(Directions):
Entries must be copied exactly, with nothing left out.

════

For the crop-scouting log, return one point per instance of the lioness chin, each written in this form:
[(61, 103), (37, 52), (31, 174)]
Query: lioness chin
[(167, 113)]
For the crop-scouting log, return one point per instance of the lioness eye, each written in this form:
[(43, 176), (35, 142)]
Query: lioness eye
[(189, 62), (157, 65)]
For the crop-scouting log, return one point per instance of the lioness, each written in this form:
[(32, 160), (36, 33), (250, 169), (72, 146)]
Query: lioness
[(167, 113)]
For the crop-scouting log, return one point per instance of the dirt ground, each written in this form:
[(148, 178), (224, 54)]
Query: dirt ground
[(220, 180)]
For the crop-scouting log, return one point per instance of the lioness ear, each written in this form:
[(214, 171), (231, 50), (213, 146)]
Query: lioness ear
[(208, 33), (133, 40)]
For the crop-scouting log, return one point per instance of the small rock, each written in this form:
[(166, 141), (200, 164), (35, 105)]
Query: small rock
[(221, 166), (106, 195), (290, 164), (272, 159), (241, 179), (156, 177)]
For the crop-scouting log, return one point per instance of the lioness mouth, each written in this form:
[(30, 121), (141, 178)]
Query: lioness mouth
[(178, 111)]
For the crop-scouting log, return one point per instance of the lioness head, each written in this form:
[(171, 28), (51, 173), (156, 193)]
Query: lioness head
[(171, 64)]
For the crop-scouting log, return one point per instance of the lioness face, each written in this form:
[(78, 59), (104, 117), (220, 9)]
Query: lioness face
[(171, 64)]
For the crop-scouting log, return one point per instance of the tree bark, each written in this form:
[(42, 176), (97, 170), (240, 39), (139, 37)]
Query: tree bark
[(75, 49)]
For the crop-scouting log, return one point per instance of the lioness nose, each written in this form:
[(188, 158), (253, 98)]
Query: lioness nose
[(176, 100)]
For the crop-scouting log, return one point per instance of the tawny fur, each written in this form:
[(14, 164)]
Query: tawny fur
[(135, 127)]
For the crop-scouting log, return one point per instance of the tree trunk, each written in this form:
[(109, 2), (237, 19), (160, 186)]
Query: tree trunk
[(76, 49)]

════

(Result for this exercise):
For the crop-scouting log, return one point per instance of the lioness chin, each written in this form:
[(61, 103), (37, 52), (31, 174)]
Query: lioness chin
[(167, 113)]
For the crop-scouting log, return one point per instance of the lioness eye, each written in this form:
[(43, 176), (35, 142)]
Query: lioness eye
[(189, 62), (157, 65)]
For the crop-scouting log, return one point per instance of the lioness, each written in this form:
[(32, 160), (36, 33), (250, 169), (72, 146)]
Query: lioness
[(167, 113)]
For the crop-scouting log, return one point per instance of the dirt ground, each written in this form:
[(148, 178), (224, 54)]
Query: dirt ground
[(220, 180)]
For the crop-scouting log, return one point per instance of the lioness ear, each written in this form:
[(214, 171), (231, 50), (213, 146)]
Query: lioness ear
[(208, 33), (133, 40)]
For the crop-scouting log, return one point per instance of the small rock, each written in this form:
[(166, 141), (200, 164), (35, 105)]
Query: small rock
[(221, 166), (106, 195), (290, 164), (272, 159), (241, 179), (156, 177)]
For the crop-scouting log, return one point per instance of the lioness mouth, each written in this form:
[(30, 121), (141, 178)]
Query: lioness mouth
[(178, 111)]
For the crop-scouting log, return one point per instance of the lioness head, each written in this form:
[(171, 28), (51, 173), (156, 193)]
Query: lioness head
[(171, 64)]
For the crop-scouting log, return one point per instance of the lioness face, each written in this form:
[(78, 59), (104, 117), (220, 9)]
Query: lioness face
[(171, 64)]
For the crop-scouting log, return one point per instance of the tree bark, each written in this form:
[(42, 176), (97, 170), (240, 39), (139, 37)]
Query: tree bark
[(75, 49)]
For the crop-scouting log, return one point per instance of the lioness nose, each written in this form:
[(188, 158), (253, 98)]
Query: lioness nose
[(176, 100)]
For the crop-scouting log, return one point per instance of the tawny fur, each written in this form:
[(14, 164)]
Query: tawny fur
[(135, 127)]
For the crop-scouting log, return one point per instance of the tree trunk, each written in this form:
[(109, 2), (237, 19), (160, 186)]
Query: tree trunk
[(76, 49)]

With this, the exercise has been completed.